* WORK TO BE COMPLETED
Can you rescale the records from the start through the line containing "x=103, y=100" by repeating every one of those lines, requests included, with each answer coordinate multiplied by 0.9 and rounded to a whole number, halves going up? Keep the sample coordinates in the requests unchanged.

Records from a point labeling set:
◆ ◆ ◆ ◆
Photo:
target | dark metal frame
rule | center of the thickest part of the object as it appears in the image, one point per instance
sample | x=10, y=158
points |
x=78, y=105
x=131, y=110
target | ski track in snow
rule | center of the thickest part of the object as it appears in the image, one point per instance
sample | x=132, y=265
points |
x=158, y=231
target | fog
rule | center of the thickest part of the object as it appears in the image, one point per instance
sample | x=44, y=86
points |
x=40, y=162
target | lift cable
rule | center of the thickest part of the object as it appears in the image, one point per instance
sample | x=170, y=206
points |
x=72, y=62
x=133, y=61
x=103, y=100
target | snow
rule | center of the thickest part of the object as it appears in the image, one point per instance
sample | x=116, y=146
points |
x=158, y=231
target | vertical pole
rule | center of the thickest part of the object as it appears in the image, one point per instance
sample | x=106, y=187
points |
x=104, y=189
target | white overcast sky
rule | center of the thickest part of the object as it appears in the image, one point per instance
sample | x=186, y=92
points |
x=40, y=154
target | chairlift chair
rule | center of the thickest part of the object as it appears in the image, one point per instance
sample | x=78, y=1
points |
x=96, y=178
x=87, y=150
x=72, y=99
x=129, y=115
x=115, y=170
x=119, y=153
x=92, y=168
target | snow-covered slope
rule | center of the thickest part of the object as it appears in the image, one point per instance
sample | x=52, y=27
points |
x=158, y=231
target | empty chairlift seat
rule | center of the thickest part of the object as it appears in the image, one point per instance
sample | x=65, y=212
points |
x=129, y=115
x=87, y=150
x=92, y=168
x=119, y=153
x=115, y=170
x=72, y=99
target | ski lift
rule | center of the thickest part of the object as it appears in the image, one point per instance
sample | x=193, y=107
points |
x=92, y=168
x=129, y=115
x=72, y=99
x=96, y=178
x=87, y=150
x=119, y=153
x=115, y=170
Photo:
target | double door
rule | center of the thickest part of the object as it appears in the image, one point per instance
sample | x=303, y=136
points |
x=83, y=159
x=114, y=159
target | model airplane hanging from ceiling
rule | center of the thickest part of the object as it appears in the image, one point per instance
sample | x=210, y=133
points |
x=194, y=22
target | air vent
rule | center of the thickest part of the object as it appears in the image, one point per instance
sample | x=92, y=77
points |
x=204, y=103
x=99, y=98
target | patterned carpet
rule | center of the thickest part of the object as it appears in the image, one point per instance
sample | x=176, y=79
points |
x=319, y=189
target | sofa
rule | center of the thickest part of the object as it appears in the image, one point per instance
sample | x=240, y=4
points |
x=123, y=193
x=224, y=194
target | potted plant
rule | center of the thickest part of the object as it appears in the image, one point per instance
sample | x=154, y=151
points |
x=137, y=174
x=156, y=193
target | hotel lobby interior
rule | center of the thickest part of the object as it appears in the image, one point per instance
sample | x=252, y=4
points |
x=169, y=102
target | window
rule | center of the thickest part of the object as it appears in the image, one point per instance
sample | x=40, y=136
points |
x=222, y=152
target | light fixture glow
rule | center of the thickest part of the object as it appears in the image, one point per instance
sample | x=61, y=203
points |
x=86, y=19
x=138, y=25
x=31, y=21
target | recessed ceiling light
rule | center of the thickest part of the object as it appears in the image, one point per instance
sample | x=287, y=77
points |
◆ ◆ ◆ ◆
* EXERCISE RESPONSE
Photo:
target | dark metal frame
rule | center of the thickest part of the object as it appears in the image, one point per instance
sample | x=10, y=158
points |
x=70, y=95
x=118, y=99
target | ski track in snow
rule | center of the thickest part of the object as it appears in the image, one point per instance
sample | x=132, y=265
points |
x=142, y=208
target | fog
rule | center of the thickest part of the object as it appears in the image, one point per instance
sample | x=44, y=86
points |
x=36, y=146
target | lift cable
rule | center of the thickest part of the object as it appears in the image, one point per instance
sample | x=170, y=206
points |
x=65, y=56
x=120, y=55
x=93, y=90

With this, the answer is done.